• _DIRECTION 1_
According to the interview excerpt, which literary work influenced the choice of looking at grass?
• _DIRECTION 2_
Locate every line of the listing that contains the string "crucifix". Case counts.

• _SELECTED PASSAGE_
__________________________________________________

A: You do, you have that - the physical sense of the movement as you're watching it...because you can feel the wind. You were talking about the idea of mediation in of your work, how even in painting, you were painting from photographs and the focus of artists in the 70s working on the idea of the mediated experience...
C: Yes, that issue of mediation, that our civilized life had become mediated. That everything was seen through images that were reproduced, reproduced over and over again in various ways. That we could live our lives through TV, or that it became our real life. That was how we experienced life. And that has always had this negative tinge to it, but my feeling is that there is benefit to it, that this is an amazing creation that we've got this camera which can show us things, and do things with lived experience-- adding a whole other way of experiencing our lived experience. So, even though I would be painting a dead body on the street, I wasn't actually seeing the dead body, I was seeing an image of the dead body that was created by a camera and that then I would take that image and further deconstruct it with more machines, xerox machines, and then work from that. In the same way here, the camera is mediating between me and the grass. But, it's adding to the experience so that it's a mediated meditation. I'm not sitting, I was sitting in the grass to create the thing and I was concentrating and paying attention, but I was doing it with the camera and the camera is this human-made creation that is enabling us to have this additional experience with my experience of being. Unpacking it, and showing us a deeper layer that we wouldn't get any other way. It becomes a contemplative act to watch it, to sit and watch it and be taken in by it.
That relates to some of the other philisophical things that are behind it. The choice of looking at grass, influenced by Leaves of Grass by Whitman, which is an enthusiastic celebration of life. That notion that leaves of grass are just as worthy as any other form of life. That we are all just leaves of grass, we come and go. So it's got that aspect to it. And it harkens to the things that Jesus says in the bible, about being as worthy as the lilies of the field who aren't worried about their next thing or whether they will have clothing or food, they are taken care of. And the idea that the natural world, which we are part of, and we can exist that way. Especially the closer we get to it. That's part of what the thing is about going deeper into this moment in the field. Deeper into the moment to find the meaning of being in the moment. And then the title of it, grass, also in another way is referring to grass as weed, right, marijuana. The whole thing of being stoned, that is what meditation can to for you, it takes you to an ecstatic place. Ecstasy being taken out of the body, but through a bodily experience.
A: Let's keep going. Now we're looking at the Nasturtium films. This is Nasturtium I, but I'm not sure that Nasturtium I and Nasturtium II are so radically different from each other that the descriptions would be.
C: No, they're both experiments in that notion of working with the out-of-focus, the camera capturing defraction. What did I say defraction was? [reading from notes] Defraction: the deviation of light when touching the edge of an opaque body. It's something that I've always absolutely loved and been attracted to, the way that light can reform form. These two films are combining different shots of nasturtium blossoms suspended and moving.
A: Is the suspension there to provide that kind of natural random movement like you have in Grass?
A: Because it's the same feeling of rhythm.

__________________________________________________

(Pointing dataset records)
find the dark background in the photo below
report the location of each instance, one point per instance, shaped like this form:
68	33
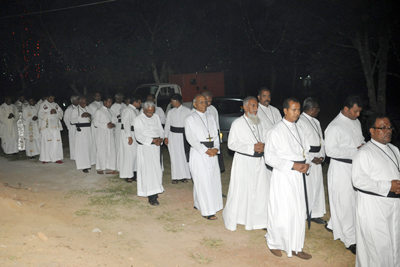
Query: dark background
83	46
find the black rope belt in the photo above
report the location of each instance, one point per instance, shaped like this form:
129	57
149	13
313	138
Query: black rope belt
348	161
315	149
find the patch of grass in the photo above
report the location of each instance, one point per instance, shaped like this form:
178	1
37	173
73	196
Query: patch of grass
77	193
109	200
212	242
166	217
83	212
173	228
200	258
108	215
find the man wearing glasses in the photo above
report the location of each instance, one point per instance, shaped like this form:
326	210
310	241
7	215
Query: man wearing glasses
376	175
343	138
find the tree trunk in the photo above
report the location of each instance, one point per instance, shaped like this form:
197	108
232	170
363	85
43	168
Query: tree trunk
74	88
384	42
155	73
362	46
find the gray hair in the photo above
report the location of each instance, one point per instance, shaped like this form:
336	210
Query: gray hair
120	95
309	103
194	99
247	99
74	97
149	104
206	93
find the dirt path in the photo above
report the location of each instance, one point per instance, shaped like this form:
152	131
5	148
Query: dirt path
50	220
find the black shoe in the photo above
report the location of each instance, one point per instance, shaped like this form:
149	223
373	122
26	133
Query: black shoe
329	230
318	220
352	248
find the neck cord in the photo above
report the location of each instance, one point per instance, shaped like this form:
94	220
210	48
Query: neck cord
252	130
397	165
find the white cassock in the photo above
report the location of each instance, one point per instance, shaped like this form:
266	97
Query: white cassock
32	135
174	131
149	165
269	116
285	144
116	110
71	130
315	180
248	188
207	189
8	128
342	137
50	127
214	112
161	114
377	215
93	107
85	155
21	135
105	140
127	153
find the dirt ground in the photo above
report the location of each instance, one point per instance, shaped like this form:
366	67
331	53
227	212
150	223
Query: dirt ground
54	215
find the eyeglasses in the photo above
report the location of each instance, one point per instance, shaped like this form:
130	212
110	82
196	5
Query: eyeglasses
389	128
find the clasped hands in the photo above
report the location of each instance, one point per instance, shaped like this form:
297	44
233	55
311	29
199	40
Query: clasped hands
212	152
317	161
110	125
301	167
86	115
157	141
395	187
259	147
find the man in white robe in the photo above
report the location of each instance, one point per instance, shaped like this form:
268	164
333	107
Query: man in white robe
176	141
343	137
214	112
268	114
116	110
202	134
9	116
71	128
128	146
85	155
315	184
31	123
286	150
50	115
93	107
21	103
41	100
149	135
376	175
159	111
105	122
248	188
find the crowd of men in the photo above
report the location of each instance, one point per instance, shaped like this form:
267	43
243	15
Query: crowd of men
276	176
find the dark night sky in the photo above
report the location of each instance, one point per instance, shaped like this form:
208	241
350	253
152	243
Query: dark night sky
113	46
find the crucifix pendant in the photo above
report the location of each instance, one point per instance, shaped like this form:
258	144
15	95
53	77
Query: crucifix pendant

__________________________________________________

• _FULL OUTPUT 1_
Leaves of Grass by Whitman.

• _FULL OUTPUT 2_
find the crucifix pendant in the photo above
Query: crucifix pendant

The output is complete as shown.